Please restate the data word for word.

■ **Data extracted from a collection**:

>>>

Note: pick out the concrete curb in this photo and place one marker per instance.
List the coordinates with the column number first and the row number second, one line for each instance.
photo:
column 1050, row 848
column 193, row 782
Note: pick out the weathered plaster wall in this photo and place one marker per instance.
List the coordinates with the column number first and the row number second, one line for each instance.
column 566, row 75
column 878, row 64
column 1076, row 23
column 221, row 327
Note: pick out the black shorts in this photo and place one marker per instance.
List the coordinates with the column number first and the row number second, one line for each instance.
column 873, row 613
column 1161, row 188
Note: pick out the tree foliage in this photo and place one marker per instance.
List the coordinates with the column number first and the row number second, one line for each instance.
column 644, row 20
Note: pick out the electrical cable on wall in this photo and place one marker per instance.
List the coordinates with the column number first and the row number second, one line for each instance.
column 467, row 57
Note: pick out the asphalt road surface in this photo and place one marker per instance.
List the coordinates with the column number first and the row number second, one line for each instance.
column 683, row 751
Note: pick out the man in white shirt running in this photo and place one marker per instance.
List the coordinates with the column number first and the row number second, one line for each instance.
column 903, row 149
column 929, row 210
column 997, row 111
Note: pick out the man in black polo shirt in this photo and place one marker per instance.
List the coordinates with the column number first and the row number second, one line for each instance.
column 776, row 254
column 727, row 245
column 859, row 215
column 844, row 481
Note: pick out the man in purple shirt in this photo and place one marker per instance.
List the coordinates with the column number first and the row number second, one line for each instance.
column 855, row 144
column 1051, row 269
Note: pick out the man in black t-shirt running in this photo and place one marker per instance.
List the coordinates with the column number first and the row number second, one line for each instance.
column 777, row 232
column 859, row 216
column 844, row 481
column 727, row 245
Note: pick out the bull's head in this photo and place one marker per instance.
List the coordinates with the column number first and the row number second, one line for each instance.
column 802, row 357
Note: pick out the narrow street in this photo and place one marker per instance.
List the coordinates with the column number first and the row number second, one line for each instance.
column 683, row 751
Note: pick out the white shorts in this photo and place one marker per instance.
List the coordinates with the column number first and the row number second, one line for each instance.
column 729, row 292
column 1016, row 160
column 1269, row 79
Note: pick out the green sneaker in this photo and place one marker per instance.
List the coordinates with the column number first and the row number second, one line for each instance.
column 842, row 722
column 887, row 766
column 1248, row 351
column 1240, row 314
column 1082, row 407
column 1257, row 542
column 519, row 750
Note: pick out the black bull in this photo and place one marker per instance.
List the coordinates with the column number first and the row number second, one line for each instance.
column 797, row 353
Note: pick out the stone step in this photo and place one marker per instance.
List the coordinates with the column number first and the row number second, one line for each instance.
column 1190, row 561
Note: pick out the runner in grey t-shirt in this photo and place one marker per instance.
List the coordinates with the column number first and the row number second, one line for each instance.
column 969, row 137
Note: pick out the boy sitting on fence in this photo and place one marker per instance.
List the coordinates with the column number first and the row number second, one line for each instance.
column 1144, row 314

<<<

■ **Output of the task**:
Note: pick out the concrete curb in this photo and place one marker per instance.
List the coordinates with the column number first and the row number second, one line for each instance.
photo:
column 1050, row 848
column 193, row 782
Note: pick out the weathered plaster wall in this photo and place one marker per instance.
List the coordinates with the column number first and the row number second, one line for each instance.
column 566, row 75
column 878, row 64
column 1076, row 23
column 221, row 327
Note: pick out the black shorts in this photo and place one marker per instance.
List the coordinates with the column number first and the row number second, one line for each instance.
column 873, row 613
column 1161, row 188
Note: pick out the tree foliage in this photo and place one marker per instance.
List the coordinates with the column number first and the row number second, one line for each instance.
column 644, row 20
Note: pick out the electrical cable on wall in this photo and place one marker per instance.
List the coordinates with the column number first and the row number second, one line for each instance.
column 467, row 57
Note: pick out the asphalt road surface in this photo and place one marker per instance.
List the coordinates with the column number first and the row number second, one line for each instance.
column 683, row 751
Note: pick out the man in white shirt running in this photo and place one marker per instance.
List the coordinates with the column number first and the row number second, one line for each instance.
column 903, row 149
column 929, row 210
column 997, row 111
Note: pick out the man in black polo shirt in this photo and place one marker per instance.
List the coordinates with the column number first and the row number second, one line for each instance.
column 776, row 254
column 727, row 245
column 859, row 215
column 844, row 481
Note: pick out the man in purple shirt in this photo and place one marker per instance.
List the coordinates with the column number first and the row number second, one line for each instance.
column 855, row 144
column 1051, row 269
Note: pick out the man in black t-shirt running in this photo and place one marker per instance.
List the coordinates with the column number first and the row number second, one line for each instance.
column 777, row 232
column 859, row 216
column 844, row 481
column 727, row 245
Note: pick out the bull's head in this photo and place one marker per instance.
List the coordinates with the column number first and the row number second, one line for each instance.
column 802, row 357
Note: pick out the narrow street in this photo and place one marker per instance.
List the coordinates with the column number first and the row number second, one line for each instance.
column 683, row 751
Note: pick out the white shorts in this photo and place one marker per instance.
List the coordinates with the column number first and the row number second, one line for each instance.
column 729, row 292
column 1016, row 160
column 1269, row 79
Note: pick out the green sneaker in this photo and place one marker per instance.
List the coordinates with the column number first and the row number second, one line for each instance.
column 842, row 722
column 887, row 766
column 1248, row 351
column 1240, row 314
column 1082, row 407
column 1257, row 542
column 519, row 750
Note: pick out the black bull in this photo and place one marker per instance.
List the coordinates with the column number first and the row number second, one line for each instance.
column 797, row 353
Note: pick out the stone step in this photo and place one marker per instance.
List the coordinates with the column number first and the row number second, one line for each instance.
column 1190, row 561
Note: pick out the runner in grey t-shirt in this photo and place one marker per instance.
List the coordinates with the column number first and the row number second, one line for each instance.
column 969, row 137
Note: pick out the boy sitting on fence in this photo and place one marker per instance.
List the coordinates with the column number first and the row number second, one line for each instance.
column 1144, row 314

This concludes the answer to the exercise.